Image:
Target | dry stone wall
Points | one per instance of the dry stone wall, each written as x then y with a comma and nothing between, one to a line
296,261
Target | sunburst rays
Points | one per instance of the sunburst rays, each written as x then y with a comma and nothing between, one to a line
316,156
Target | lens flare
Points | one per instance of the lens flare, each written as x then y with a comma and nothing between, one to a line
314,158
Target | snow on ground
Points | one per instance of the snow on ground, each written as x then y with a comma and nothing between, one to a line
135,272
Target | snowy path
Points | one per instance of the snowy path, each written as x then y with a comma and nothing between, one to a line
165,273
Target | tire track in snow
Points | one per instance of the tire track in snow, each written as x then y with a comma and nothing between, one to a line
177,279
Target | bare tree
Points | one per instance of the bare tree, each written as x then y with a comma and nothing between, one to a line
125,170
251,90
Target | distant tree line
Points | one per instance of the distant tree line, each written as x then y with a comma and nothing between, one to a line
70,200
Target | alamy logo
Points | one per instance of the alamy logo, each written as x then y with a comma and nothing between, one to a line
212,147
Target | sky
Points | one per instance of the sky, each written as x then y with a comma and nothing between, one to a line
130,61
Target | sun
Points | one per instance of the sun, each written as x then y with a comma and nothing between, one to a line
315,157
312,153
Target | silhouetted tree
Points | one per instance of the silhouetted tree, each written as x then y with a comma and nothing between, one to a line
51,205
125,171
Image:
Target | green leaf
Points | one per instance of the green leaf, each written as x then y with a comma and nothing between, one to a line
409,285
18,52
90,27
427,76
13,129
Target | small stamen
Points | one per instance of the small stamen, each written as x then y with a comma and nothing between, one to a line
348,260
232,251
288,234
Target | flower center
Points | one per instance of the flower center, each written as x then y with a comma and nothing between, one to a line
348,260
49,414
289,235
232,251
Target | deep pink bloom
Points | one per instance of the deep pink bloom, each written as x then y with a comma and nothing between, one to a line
********************
### YOUR ASSIGNMENT
The lines you return should be those above that contain the word "bloom", every one of them.

### WRITTEN SOLUTION
Target | deep pink bloom
Points | one per instance of the deep pink bloom, each written as x then y with a comma and nothing between, one to a line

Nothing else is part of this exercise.